● Text shown
◇ ◇ ◇ ◇

Anahata Core

An Enterprise ready, Domain-Driven abstraction of the Context Window. Engineered for stability, modularity, portability, observability, security and traceability.

Mission Statement

Core provides the atomic units of context (Messages, Parts, Tools) and the context augmentation and metabolic management systems (CwGC) required to sustain live, long-running, multi-modal, cross platform, super intelligent agentic sessions without provider lock-in.

The ASI Container

The AbstractAsiContainer acts as the authoritative JVM host for active Agi sessions. It is responsible for session lifecycle orchestration, global configuration registries, session passivation, active session routing, and platform-specific UI Look-and-Feel bootstrapping.

ASI Container Architecture & State Passivation Flow

graph TD subgraph JVM Memory Scopes [JVM Memory Scopes] AppMap[Application Map - Shared JVM-wide] ContMap[Container Map - Shared Application-wide] end subgraph AbstractAsiContainer [AbstractAsiContainer] ActiveAgis[Active Agi Sessions Pool] Preferences[AsiContainerPreferences] ToolPerms[Global Tool Permissions Registry] end subgraph PreferencesDNA [Preferences DNA Blueprint] AgiTemplate[AgiConfig Template] ReqTemplate[RequestConfig Template] DnaVersion[DNA Version & Drift Monitor] end subgraph PassivationPipeline [Passivation & Recovery] TmpFile[1. Write to Session .tmp] AtomicMove[2. Atomic Move to .kryo] RebindHook[3. State Healing via Rebindable] end AppMap --> AbstractAsiContainer ContMap --> AbstractAsiContainer ActiveAgis --> PassivationPipeline Preferences --> PreferencesDNA ToolPerms --> Preferences

Container Topology & Memory Scopes

Manages the active session pool (activeAgis). It exposes thread-safe, container-scoped (containerAttributes) and JVM-scoped (applicationAttributes) memory maps, allowing distinct Agi sessions to securely share runtime state, cached models, or collaborative tool assets.

◇ ◇ ◇ ◇

● Records provided

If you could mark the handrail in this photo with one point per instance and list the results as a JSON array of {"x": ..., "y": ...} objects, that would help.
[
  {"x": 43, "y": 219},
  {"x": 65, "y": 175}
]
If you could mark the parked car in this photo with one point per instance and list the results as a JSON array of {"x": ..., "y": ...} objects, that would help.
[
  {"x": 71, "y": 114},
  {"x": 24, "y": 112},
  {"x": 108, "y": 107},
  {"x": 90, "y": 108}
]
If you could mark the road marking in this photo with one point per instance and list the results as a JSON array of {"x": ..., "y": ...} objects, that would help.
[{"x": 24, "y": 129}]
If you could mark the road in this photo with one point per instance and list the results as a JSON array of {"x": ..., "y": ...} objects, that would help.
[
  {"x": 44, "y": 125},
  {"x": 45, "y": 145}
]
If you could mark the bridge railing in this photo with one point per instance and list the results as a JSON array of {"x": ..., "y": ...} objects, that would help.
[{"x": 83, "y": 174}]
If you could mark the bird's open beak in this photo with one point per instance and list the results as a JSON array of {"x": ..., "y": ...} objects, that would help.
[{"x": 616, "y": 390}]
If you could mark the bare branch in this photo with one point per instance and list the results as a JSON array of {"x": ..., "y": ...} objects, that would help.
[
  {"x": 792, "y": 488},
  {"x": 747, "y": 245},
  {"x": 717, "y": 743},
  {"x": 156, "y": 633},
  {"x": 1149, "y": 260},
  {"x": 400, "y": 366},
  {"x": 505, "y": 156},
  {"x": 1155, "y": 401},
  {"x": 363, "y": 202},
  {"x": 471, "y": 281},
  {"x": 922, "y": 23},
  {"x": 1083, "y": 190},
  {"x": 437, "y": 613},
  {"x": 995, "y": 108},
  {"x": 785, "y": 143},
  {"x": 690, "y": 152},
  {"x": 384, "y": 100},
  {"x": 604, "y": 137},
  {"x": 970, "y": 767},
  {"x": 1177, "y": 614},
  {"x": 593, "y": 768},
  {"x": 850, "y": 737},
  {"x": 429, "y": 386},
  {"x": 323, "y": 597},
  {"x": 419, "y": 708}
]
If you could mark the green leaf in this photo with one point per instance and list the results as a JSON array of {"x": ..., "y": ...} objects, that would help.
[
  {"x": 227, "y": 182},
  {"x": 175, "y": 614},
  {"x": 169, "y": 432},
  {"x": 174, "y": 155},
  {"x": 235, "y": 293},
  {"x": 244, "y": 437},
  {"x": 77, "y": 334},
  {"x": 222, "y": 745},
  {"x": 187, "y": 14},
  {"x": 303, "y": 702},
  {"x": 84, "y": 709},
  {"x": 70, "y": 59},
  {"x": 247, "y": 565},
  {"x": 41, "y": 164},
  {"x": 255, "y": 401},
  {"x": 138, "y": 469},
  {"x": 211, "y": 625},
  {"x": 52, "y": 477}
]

◇ ◇ ◇ ◇

● Exercise directions
Copy out the full Anahata Core text from above, word for word.

● Output of the exercise
Anahata Core

An Enterprise ready, Domain-Driven abstraction of the Context Window. Engineered for stability, modularity, portability, observability, security and traceability.

Mission Statement

Core provides the atomic units of context (Messages, Parts, Tools) and the context augmentation and metabolic management systems (CwGC) required to sustain live, long-running, multi-modal, cross platform, super intelligent agentic sessions without provider lock-in.

The ASI Container

The AbstractAsiContainer acts as the authoritative JVM host for active Agi sessions. It is responsible for session lifecycle orchestration, global configuration registries, session passivation, active session routing, and platform-specific UI Look-and-Feel bootstrapping.

ASI Container Architecture & State Passivation Flow

graph TD subgraph JVM Memory Scopes [JVM Memory Scopes] AppMap[Application Map - Shared JVM-wide] ContMap[Container Map - Shared Application-wide] end subgraph AbstractAsiContainer [AbstractAsiContainer] ActiveAgis[Active Agi Sessions Pool] Preferences[AsiContainerPreferences] ToolPerms[Global Tool Permissions Registry] end subgraph PreferencesDNA [Preferences DNA Blueprint] AgiTemplate[AgiConfig Template] ReqTemplate[RequestConfig Template] DnaVersion[DNA Version & Drift Monitor] end subgraph PassivationPipeline [Passivation & Recovery] TmpFile[1. Write to Session .tmp] AtomicMove[2. Atomic Move to .kryo] RebindHook[3. State Healing via Rebindable] end AppMap --> AbstractAsiContainer ContMap --> AbstractAsiContainer ActiveAgis --> PassivationPipeline Preferences --> PreferencesDNA ToolPerms --> Preferences

Container Topology & Memory Scopes

Manages the active session pool (activeAgis). It exposes thread-safe, container-scoped (containerAttributes) and JVM-scoped (applicationAttributes) memory maps, allowing distinct Agi sessions to securely share runtime state, cached models, or collaborative tool assets.